Please transcribe only the lines between the one containing "151H8L19 159L24 158L29" and the end of the records, both ends included, exactly as written; skip every picture.

[Saved entries]
[Start of section]

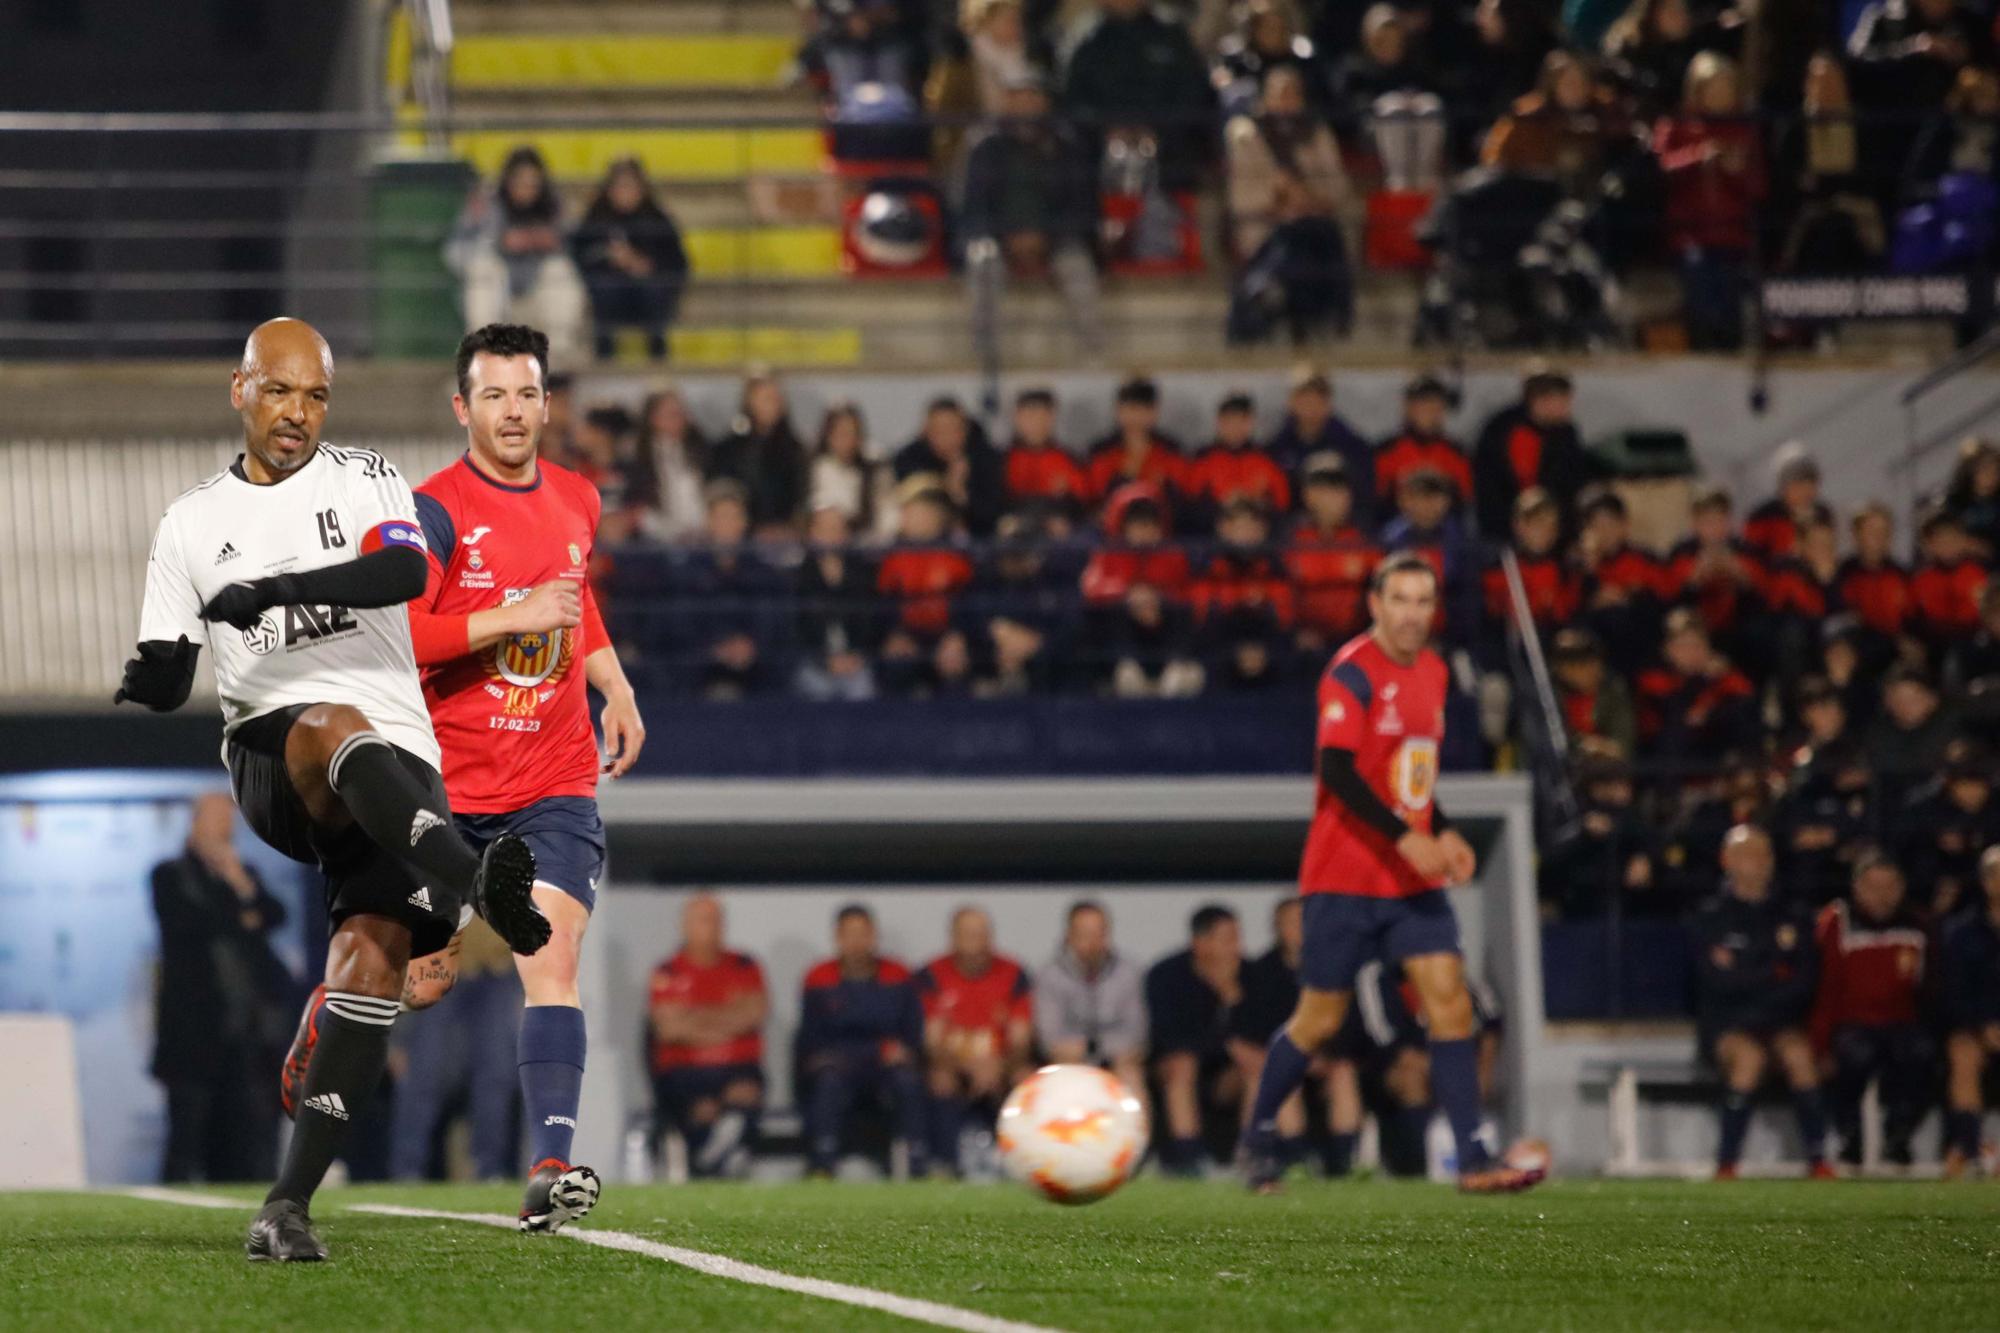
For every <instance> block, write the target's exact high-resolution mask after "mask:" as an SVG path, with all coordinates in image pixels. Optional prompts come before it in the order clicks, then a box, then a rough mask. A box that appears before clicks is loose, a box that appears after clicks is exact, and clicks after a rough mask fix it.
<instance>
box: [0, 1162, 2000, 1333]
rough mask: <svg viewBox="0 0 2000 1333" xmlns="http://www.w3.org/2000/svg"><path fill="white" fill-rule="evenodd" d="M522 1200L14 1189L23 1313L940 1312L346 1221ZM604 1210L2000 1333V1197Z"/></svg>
mask: <svg viewBox="0 0 2000 1333" xmlns="http://www.w3.org/2000/svg"><path fill="white" fill-rule="evenodd" d="M228 1193H232V1195H234V1193H242V1197H244V1199H246V1201H248V1199H252V1197H254V1195H252V1193H248V1191H228ZM516 1201H518V1191H514V1189H504V1187H424V1185H418V1187H410V1185H396V1187H388V1185H384V1187H354V1189H340V1191H326V1193H324V1195H322V1197H320V1201H318V1205H316V1209H314V1211H316V1219H318V1223H320V1231H322V1235H324V1237H326V1241H328V1245H330V1247H332V1251H334V1261H332V1263H328V1265H290V1267H278V1265H250V1263H246V1261H244V1257H242V1231H244V1227H246V1223H248V1219H250V1205H248V1203H246V1209H244V1211H242V1213H234V1211H210V1209H192V1207H178V1205H166V1203H150V1201H140V1199H128V1197H120V1195H0V1329H42V1327H70V1329H120V1331H124V1329H276V1327H294V1329H312V1331H314V1333H336V1331H340V1329H548V1327H584V1329H662V1327H666V1329H864V1327H866V1329H876V1327H902V1329H916V1327H922V1325H916V1323H908V1321H902V1319H894V1317H890V1315H884V1313H876V1311H868V1309H856V1307H848V1305H836V1303H830V1301H824V1299H814V1297H808V1295H798V1293H790V1291H772V1289H760V1287H750V1285H744V1283H738V1281H728V1279H722V1277H712V1275H704V1273H694V1271H688V1269H684V1267H678V1265H672V1263H664V1261H660V1259H652V1257H646V1255H632V1253H616V1251H608V1249H598V1247H588V1245H578V1243H574V1241H566V1239H560V1237H554V1239H552V1237H520V1235H514V1233H508V1231H498V1229H490V1227H480V1225H474V1223H462V1221H432V1219H400V1217H370V1215H358V1213H346V1211H344V1205H348V1203H402V1205H412V1207H428V1209H448V1211H468V1213H510V1211H512V1209H514V1207H516ZM584 1225H586V1227H590V1229H618V1231H630V1233H636V1235H642V1237H646V1239H652V1241H664V1243H670V1245H680V1247H688V1249H700V1251H708V1253H718V1255H728V1257H734V1259H742V1261H750V1263H758V1265H764V1267H770V1269H778V1271H782V1273H792V1275H802V1277H824V1279H834V1281H842V1283H850V1285H860V1287H872V1289H878V1291H890V1293H896V1295H906V1297H922V1299H930V1301H940V1303H946V1305H954V1307H960V1309H968V1311H978V1313H986V1315H998V1317H1006V1319H1020V1321H1030V1323H1040V1325H1052V1327H1058V1329H1076V1331H1082V1329H1144V1331H1146V1333H1166V1331H1170V1329H1226V1331H1244V1329H1284V1331H1286V1333H1300V1331H1304V1329H1370V1331H1380V1329H1426V1331H1448V1329H1592V1331H1598V1329H1924V1331H1932V1329H1996V1327H2000V1183H1964V1185H1934V1183H1764V1181H1754V1183H1752V1181H1746V1183H1736V1185H1706V1183H1704V1185H1676V1183H1590V1181H1574V1183H1570V1181H1558V1183H1552V1185H1548V1187H1542V1189H1538V1191H1532V1193H1528V1195H1520V1197H1510V1199H1466V1197H1460V1195H1456V1193H1454V1191H1450V1189H1442V1187H1436V1185H1416V1183H1380V1181H1374V1183H1338V1185H1326V1183H1306V1185H1298V1187H1294V1189H1292V1191H1290V1193H1288V1195H1284V1197H1278V1199H1256V1197H1250V1195H1246V1193H1244V1191H1240V1189H1236V1187H1230V1185H1220V1183H1210V1185H1182V1183H1164V1181H1150V1179H1148V1181H1140V1183H1136V1185H1132V1187H1130V1189H1126V1191H1124V1193H1120V1195H1116V1197H1112V1199H1108V1201H1104V1203H1098V1205H1094V1207H1084V1209H1062V1207H1056V1205H1050V1203H1042V1201H1040V1199H1034V1197H1030V1195H1026V1193H1022V1191H1016V1189H1010V1187H976V1185H930V1183H920V1185H784V1187H760V1185H698V1187H678V1189H674V1187H622V1185H610V1187H608V1189H606V1191H604V1203H602V1205H600V1207H598V1211H596V1213H592V1217H590V1219H588V1223H584Z"/></svg>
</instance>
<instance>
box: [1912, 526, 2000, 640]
mask: <svg viewBox="0 0 2000 1333" xmlns="http://www.w3.org/2000/svg"><path fill="white" fill-rule="evenodd" d="M1916 540H1918V550H1920V552H1922V558H1920V560H1918V562H1916V568H1914V570H1910V632H1912V634H1914V636H1916V640H1918V642H1922V644H1924V652H1926V654H1928V660H1930V667H1932V671H1938V669H1942V667H1944V658H1946V654H1948V652H1950V650H1952V646H1954V644H1958V642H1962V640H1966V638H1972V634H1976V632H1978V628H1980V592H1982V590H1984V588H1986V564H1984V562H1982V560H1980V558H1978V556H1976V554H1974V550H1972V538H1970V536H1966V528H1964V522H1960V518H1958V514H1954V512H1952V510H1948V508H1934V510H1932V512H1928V514H1924V520H1922V522H1920V524H1918V528H1916Z"/></svg>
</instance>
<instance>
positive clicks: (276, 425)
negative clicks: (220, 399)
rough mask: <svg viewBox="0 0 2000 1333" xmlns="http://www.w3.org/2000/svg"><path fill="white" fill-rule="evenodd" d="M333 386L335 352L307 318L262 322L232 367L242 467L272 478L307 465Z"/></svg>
mask: <svg viewBox="0 0 2000 1333" xmlns="http://www.w3.org/2000/svg"><path fill="white" fill-rule="evenodd" d="M332 392H334V352H332V348H330V346H326V338H322V336H320V332H318V330H316V328H314V326H312V324H308V322H304V320H292V318H276V320H266V322H262V324H258V326H256V328H254V330H252V332H250V338H248V340H246V342H244V358H242V364H238V366H236V370H234V372H230V406H234V408H236V414H238V416H242V420H244V472H246V474H248V476H250V480H254V482H258V484H270V482H274V480H280V478H284V476H288V474H290V472H296V470H298V468H300V466H304V464H306V462H308V460H310V458H312V454H314V450H316V448H318V446H320V426H322V424H326V406H328V402H330V400H332Z"/></svg>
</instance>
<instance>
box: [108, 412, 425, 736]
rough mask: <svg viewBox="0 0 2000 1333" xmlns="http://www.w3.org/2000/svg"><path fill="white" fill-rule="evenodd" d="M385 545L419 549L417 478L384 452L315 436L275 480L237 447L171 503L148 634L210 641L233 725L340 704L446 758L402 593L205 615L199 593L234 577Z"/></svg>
mask: <svg viewBox="0 0 2000 1333" xmlns="http://www.w3.org/2000/svg"><path fill="white" fill-rule="evenodd" d="M382 544H400V546H414V548H418V550H422V548H424V528H422V524H418V520H416V500H414V498H412V496H410V484H408V482H406V480H404V478H402V474H400V472H398V470H396V468H394V466H390V462H388V460H386V458H384V456H382V454H378V452H372V450H366V448H334V446H330V444H320V446H318V450H316V452H314V454H312V458H308V460H306V464H304V466H300V468H298V470H296V472H292V474H290V476H286V478H284V480H280V482H276V484H270V486H258V484H254V482H250V480H248V478H246V476H244V474H242V460H240V458H238V460H236V462H234V464H232V466H230V468H228V470H224V472H218V474H214V476H210V478H208V480H204V482H202V484H200V486H196V488H194V490H188V492H186V494H182V496H180V498H178V500H174V502H172V504H168V506H166V514H164V516H162V518H160V530H158V532H156V534H154V538H152V558H150V560H148V564H146V608H144V610H142V612H140V624H138V636H140V642H146V640H150V638H164V640H166V642H174V640H176V638H180V636H182V634H186V636H188V642H196V644H206V646H208V648H210V652H212V658H214V667H216V693H220V695H222V735H224V737H228V735H230V733H234V731H236V729H238V727H240V725H244V723H246V721H250V719H254V717H262V715H266V713H272V711H276V709H284V707H290V705H314V703H340V705H350V707H354V709H360V711H362V713H364V715H366V717H368V721H370V723H374V727H376V731H380V733H382V735H384V737H386V739H388V741H392V743H394V745H400V747H402V749H406V751H410V753H412V755H416V757H418V759H422V761H424V763H428V765H432V767H434V769H440V767H442V759H440V755H438V741H436V737H432V733H430V713H428V711H426V709H424V691H422V687H420V685H418V679H416V652H414V650H412V646H410V612H408V610H404V608H402V606H382V608H378V610H350V608H346V606H328V604H298V606H272V608H270V610H266V612H264V616H262V618H260V620H258V622H256V624H252V626H250V628H248V630H238V628H236V626H232V624H226V622H222V620H216V622H214V624H210V622H206V620H202V606H206V604H208V600H210V598H212V596H214V594H216V592H220V590H222V588H226V586H228V584H232V582H250V580H254V578H264V576H268V574H300V572H306V570H314V568H322V566H326V564H342V562H346V560H352V558H356V556H360V554H366V552H370V550H376V548H380V546H382ZM224 751H226V747H224ZM224 761H226V753H224Z"/></svg>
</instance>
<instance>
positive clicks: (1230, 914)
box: [1188, 903, 1236, 939]
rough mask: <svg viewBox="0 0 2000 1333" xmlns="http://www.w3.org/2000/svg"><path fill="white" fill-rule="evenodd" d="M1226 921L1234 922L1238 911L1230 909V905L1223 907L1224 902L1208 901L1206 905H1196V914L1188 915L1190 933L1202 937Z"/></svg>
mask: <svg viewBox="0 0 2000 1333" xmlns="http://www.w3.org/2000/svg"><path fill="white" fill-rule="evenodd" d="M1224 921H1230V923H1234V921H1236V913H1234V911H1230V909H1228V907H1222V903H1208V905H1204V907H1196V909H1194V915H1192V917H1188V935H1194V937H1196V939H1200V937H1202V935H1208V933H1210V931H1214V929H1216V927H1218V925H1222V923H1224Z"/></svg>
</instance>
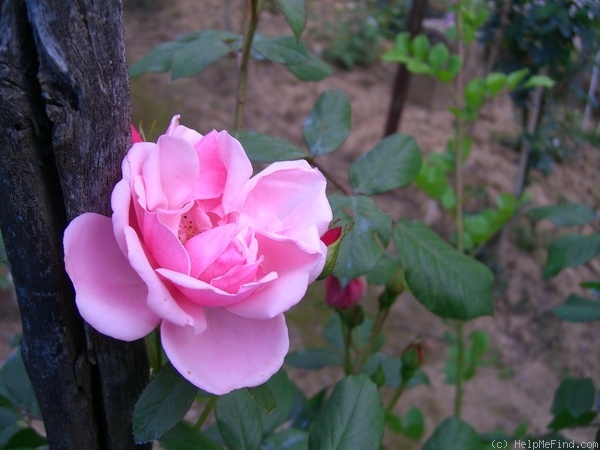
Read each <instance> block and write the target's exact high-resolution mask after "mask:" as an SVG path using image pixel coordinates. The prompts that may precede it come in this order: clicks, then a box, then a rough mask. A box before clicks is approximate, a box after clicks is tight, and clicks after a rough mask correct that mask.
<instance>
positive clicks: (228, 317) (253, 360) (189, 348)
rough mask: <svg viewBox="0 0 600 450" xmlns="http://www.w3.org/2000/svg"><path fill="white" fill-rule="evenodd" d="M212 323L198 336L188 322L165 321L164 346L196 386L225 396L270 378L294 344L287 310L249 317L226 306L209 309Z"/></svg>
mask: <svg viewBox="0 0 600 450" xmlns="http://www.w3.org/2000/svg"><path fill="white" fill-rule="evenodd" d="M206 318H207V324H208V328H207V330H206V331H205V332H204V333H202V334H200V335H195V334H194V333H193V330H191V329H190V328H188V327H177V326H174V325H172V324H170V323H168V322H163V325H162V327H161V339H162V343H163V348H164V349H165V352H166V354H167V356H168V357H169V360H170V361H171V363H172V364H173V366H174V367H175V368H176V369H177V370H178V371H179V373H181V375H182V376H183V377H184V378H186V379H187V380H189V381H190V382H191V383H192V384H194V385H195V386H198V387H199V388H201V389H204V390H205V391H207V392H210V393H213V394H216V395H223V394H227V393H228V392H231V391H233V390H234V389H240V388H243V387H252V386H258V385H261V384H263V383H265V382H266V381H267V380H268V379H269V378H270V377H271V376H272V375H273V374H275V372H277V371H278V370H279V369H280V368H281V366H282V364H283V359H284V357H285V355H286V354H287V351H288V348H289V338H288V331H287V326H286V324H285V319H284V317H283V315H279V316H276V317H274V318H273V319H269V320H253V319H246V318H242V317H239V316H236V315H235V314H231V313H229V312H227V311H225V310H223V309H221V308H215V309H209V310H207V311H206Z"/></svg>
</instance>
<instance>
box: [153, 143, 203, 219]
mask: <svg viewBox="0 0 600 450" xmlns="http://www.w3.org/2000/svg"><path fill="white" fill-rule="evenodd" d="M198 175H199V162H198V156H197V154H196V151H195V150H194V148H193V147H192V145H191V144H190V143H189V142H187V141H185V140H183V139H179V138H175V137H172V136H167V135H163V136H161V137H160V138H158V143H157V144H156V148H155V149H154V150H153V151H152V152H150V153H149V154H148V156H147V157H146V160H145V161H144V168H143V178H144V186H145V188H146V202H147V204H146V209H148V210H150V211H154V210H156V209H158V208H163V209H178V208H181V206H182V205H183V203H184V202H185V201H186V200H187V198H188V196H189V195H190V194H191V192H192V190H193V189H194V188H195V187H196V185H197V184H198Z"/></svg>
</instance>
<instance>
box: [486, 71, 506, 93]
mask: <svg viewBox="0 0 600 450" xmlns="http://www.w3.org/2000/svg"><path fill="white" fill-rule="evenodd" d="M505 86H506V74H503V73H490V74H489V75H488V76H487V77H485V87H486V89H487V93H488V94H489V95H490V96H491V97H495V96H496V95H498V94H499V93H500V92H501V91H502V90H503V89H504V87H505Z"/></svg>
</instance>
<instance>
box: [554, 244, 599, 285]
mask: <svg viewBox="0 0 600 450" xmlns="http://www.w3.org/2000/svg"><path fill="white" fill-rule="evenodd" d="M598 254H600V233H594V234H590V235H587V236H584V235H580V234H568V235H565V236H562V237H561V238H559V239H557V240H556V241H554V242H552V243H551V244H550V248H549V249H548V259H547V260H546V265H545V266H544V271H543V276H544V279H545V280H547V279H548V278H552V277H553V276H555V275H557V274H558V273H559V272H560V271H561V270H563V269H565V268H567V267H577V266H580V265H581V264H585V263H586V262H588V261H590V260H591V259H593V258H595V257H596V256H598Z"/></svg>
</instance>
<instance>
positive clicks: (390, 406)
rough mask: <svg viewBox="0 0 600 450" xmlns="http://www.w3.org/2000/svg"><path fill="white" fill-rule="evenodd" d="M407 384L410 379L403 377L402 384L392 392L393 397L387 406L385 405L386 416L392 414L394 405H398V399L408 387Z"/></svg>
mask: <svg viewBox="0 0 600 450" xmlns="http://www.w3.org/2000/svg"><path fill="white" fill-rule="evenodd" d="M407 384H408V379H405V378H402V381H401V382H400V386H398V387H397V388H396V390H395V391H394V393H393V394H392V397H391V398H390V401H389V402H388V404H387V406H386V407H385V417H388V416H389V415H390V413H391V412H392V409H394V406H396V403H398V399H399V398H400V396H401V395H402V393H403V392H404V390H405V389H406V385H407Z"/></svg>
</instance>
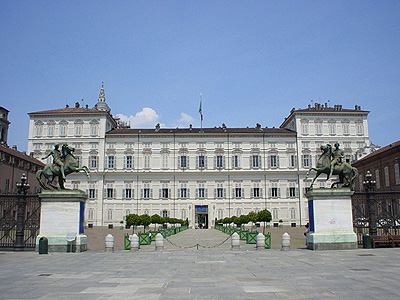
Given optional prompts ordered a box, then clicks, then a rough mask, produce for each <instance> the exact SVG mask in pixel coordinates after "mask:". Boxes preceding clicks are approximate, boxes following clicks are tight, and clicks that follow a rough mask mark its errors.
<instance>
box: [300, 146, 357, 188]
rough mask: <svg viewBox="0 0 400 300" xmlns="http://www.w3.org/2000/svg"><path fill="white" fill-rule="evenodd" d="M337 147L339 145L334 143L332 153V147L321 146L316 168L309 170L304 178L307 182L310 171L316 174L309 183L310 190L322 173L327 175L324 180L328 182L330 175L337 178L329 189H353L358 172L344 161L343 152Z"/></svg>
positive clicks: (310, 171) (356, 169)
mask: <svg viewBox="0 0 400 300" xmlns="http://www.w3.org/2000/svg"><path fill="white" fill-rule="evenodd" d="M339 146H340V144H339V143H335V149H334V150H333V151H332V146H331V145H329V144H327V145H322V146H321V150H322V154H321V156H320V157H319V158H318V161H317V166H316V167H315V168H310V169H309V170H308V172H307V175H306V178H305V180H307V178H308V175H309V174H310V172H311V171H316V172H317V174H315V176H314V179H313V180H312V182H311V185H310V188H312V186H313V184H314V181H315V179H317V178H318V176H319V175H321V174H322V173H324V174H326V175H327V178H326V180H328V179H329V178H330V177H331V176H332V175H338V176H339V181H338V182H334V183H332V185H331V188H333V187H334V186H337V187H350V188H352V187H353V184H354V180H355V179H356V178H357V176H358V170H357V168H355V167H352V166H351V165H350V164H349V163H347V162H345V161H344V151H343V150H342V149H339Z"/></svg>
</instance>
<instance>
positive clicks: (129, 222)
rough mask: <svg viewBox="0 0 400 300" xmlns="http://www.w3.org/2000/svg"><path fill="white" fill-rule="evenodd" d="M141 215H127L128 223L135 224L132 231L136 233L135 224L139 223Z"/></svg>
mask: <svg viewBox="0 0 400 300" xmlns="http://www.w3.org/2000/svg"><path fill="white" fill-rule="evenodd" d="M139 224H140V222H139V216H138V215H137V214H130V215H127V216H126V225H127V226H128V227H131V226H133V231H132V233H135V226H137V225H139Z"/></svg>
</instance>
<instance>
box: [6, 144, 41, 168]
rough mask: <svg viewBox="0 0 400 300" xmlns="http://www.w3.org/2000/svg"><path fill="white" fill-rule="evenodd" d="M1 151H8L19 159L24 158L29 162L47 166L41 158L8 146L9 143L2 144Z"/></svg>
mask: <svg viewBox="0 0 400 300" xmlns="http://www.w3.org/2000/svg"><path fill="white" fill-rule="evenodd" d="M0 151H1V152H4V153H7V154H9V155H11V156H14V157H17V158H19V159H23V160H25V161H28V162H30V163H32V164H35V165H39V166H42V167H44V166H45V164H44V163H43V162H41V161H40V160H38V159H36V158H34V157H32V156H30V155H27V154H26V153H24V152H19V151H18V150H15V149H12V148H9V147H8V146H7V144H0Z"/></svg>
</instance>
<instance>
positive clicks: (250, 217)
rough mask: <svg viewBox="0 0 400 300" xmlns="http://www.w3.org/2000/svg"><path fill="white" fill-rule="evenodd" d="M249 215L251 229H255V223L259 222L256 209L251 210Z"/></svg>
mask: <svg viewBox="0 0 400 300" xmlns="http://www.w3.org/2000/svg"><path fill="white" fill-rule="evenodd" d="M247 217H248V218H249V222H251V231H253V225H254V223H255V222H257V214H256V213H255V212H254V211H251V212H249V213H248V214H247Z"/></svg>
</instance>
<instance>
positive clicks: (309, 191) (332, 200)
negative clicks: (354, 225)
mask: <svg viewBox="0 0 400 300" xmlns="http://www.w3.org/2000/svg"><path fill="white" fill-rule="evenodd" d="M353 193H354V192H352V191H351V190H350V189H348V188H343V189H311V190H310V191H309V192H308V193H307V194H306V197H307V198H308V212H309V219H310V233H309V234H308V235H307V248H308V249H311V250H343V249H357V247H358V245H357V235H356V234H355V233H354V232H353V216H352V206H351V196H352V195H353Z"/></svg>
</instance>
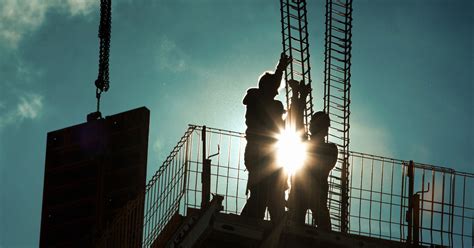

[End of section]

» **Solution below**:
rough mask: <svg viewBox="0 0 400 300" xmlns="http://www.w3.org/2000/svg"><path fill="white" fill-rule="evenodd" d="M1 151H8L19 159L24 158L29 162L47 166L41 158L8 146L9 143L2 144Z"/></svg>
mask: <svg viewBox="0 0 400 300" xmlns="http://www.w3.org/2000/svg"><path fill="white" fill-rule="evenodd" d="M0 151H1V152H4V153H7V154H9V155H11V156H14V157H17V158H19V159H23V160H25V161H28V162H30V163H32V164H35V165H39V166H42V167H44V166H45V164H44V163H43V162H41V161H40V160H38V159H36V158H34V157H32V156H30V155H27V154H26V153H24V152H19V151H18V150H15V149H12V148H9V147H8V146H7V144H0Z"/></svg>
</instance>
<instance>
positive clicks: (250, 217)
rough mask: <svg viewBox="0 0 400 300" xmlns="http://www.w3.org/2000/svg"><path fill="white" fill-rule="evenodd" d="M249 215L251 229H255V223L259 222L256 209L251 210Z"/></svg>
mask: <svg viewBox="0 0 400 300" xmlns="http://www.w3.org/2000/svg"><path fill="white" fill-rule="evenodd" d="M247 217H248V218H249V222H251V231H253V225H254V223H255V222H257V214H256V213H255V212H254V211H251V212H249V213H248V214H247Z"/></svg>
</instance>
<instance>
positive clicks: (309, 191) (332, 200)
negative clicks: (354, 225)
mask: <svg viewBox="0 0 400 300" xmlns="http://www.w3.org/2000/svg"><path fill="white" fill-rule="evenodd" d="M353 193H354V192H352V191H351V190H350V189H348V188H343V189H311V190H310V191H309V192H308V193H307V194H306V197H307V198H308V212H309V219H310V233H309V234H308V235H307V248H308V249H311V250H343V249H357V247H358V245H357V235H356V234H355V233H354V232H353V216H352V206H351V196H352V195H353Z"/></svg>
</instance>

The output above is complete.